**GOAL:**
Copy the data below word for word, from the line containing "Place a pin on every instance of the mountain range" through the end of the data.

--- BEGIN DATA TO PROCESS ---

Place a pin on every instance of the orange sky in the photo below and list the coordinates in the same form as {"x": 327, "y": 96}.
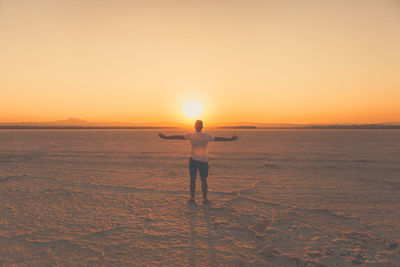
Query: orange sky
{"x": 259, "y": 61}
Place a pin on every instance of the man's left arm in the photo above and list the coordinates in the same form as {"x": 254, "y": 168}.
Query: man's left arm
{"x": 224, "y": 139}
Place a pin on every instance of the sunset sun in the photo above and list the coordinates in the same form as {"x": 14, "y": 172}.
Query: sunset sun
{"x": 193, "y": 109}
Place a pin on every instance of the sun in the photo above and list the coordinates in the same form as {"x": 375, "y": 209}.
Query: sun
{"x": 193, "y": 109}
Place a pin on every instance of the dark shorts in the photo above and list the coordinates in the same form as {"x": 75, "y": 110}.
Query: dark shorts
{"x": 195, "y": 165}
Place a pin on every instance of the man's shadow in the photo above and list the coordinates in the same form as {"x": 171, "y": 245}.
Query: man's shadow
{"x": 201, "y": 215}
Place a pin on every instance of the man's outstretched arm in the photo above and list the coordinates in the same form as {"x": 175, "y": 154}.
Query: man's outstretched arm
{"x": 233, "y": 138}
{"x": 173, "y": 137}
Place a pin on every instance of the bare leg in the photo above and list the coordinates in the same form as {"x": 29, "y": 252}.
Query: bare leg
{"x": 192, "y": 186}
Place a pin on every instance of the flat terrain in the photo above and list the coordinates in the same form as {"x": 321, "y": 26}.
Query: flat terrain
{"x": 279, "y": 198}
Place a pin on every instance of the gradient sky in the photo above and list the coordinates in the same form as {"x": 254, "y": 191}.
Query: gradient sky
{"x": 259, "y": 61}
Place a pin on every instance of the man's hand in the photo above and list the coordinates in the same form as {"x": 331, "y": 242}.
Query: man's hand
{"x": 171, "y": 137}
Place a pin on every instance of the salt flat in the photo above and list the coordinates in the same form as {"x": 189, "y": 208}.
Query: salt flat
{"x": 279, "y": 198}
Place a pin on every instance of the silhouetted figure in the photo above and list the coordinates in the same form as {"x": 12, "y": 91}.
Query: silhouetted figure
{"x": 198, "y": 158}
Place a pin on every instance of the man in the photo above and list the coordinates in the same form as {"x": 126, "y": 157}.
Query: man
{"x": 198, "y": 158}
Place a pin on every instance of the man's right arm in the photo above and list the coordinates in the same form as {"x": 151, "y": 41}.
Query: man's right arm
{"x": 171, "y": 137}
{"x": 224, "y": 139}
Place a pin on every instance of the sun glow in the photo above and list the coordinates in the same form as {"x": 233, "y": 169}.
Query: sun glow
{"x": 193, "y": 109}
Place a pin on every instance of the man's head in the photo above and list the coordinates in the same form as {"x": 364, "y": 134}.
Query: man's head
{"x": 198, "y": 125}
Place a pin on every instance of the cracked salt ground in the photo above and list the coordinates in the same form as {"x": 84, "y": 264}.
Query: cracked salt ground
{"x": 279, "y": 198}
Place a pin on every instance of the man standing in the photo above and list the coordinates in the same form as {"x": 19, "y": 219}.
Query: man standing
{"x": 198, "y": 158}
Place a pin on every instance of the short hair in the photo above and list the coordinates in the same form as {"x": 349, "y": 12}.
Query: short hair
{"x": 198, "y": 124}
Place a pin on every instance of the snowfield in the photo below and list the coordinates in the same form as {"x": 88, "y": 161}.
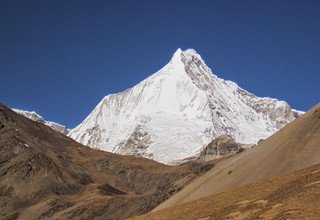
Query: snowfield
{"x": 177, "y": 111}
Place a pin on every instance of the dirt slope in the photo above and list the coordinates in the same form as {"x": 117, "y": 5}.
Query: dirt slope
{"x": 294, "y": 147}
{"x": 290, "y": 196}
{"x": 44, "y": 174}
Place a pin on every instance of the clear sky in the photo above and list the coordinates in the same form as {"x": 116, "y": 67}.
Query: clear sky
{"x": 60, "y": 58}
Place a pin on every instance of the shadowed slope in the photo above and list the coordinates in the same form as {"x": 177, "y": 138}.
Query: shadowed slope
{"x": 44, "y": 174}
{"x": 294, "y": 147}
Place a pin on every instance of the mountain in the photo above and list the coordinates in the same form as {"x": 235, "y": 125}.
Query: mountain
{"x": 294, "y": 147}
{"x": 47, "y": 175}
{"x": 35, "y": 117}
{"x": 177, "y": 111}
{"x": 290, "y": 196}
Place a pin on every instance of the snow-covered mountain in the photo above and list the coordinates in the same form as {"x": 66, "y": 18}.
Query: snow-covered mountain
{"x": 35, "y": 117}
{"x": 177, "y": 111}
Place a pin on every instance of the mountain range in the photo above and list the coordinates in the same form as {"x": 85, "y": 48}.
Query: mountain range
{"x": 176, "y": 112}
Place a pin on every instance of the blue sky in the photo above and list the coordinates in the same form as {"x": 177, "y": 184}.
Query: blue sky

--- END DATA TO PROCESS ---

**TASK RESULT:**
Place a pin on every instance of the mountain range in the photo above and list the coordinates in the same form as {"x": 85, "y": 48}.
Query: mountain range
{"x": 176, "y": 112}
Place a pin on every instance of the blue sky in the photo above and list the coordinates in the same form as {"x": 177, "y": 184}.
Query: blue sky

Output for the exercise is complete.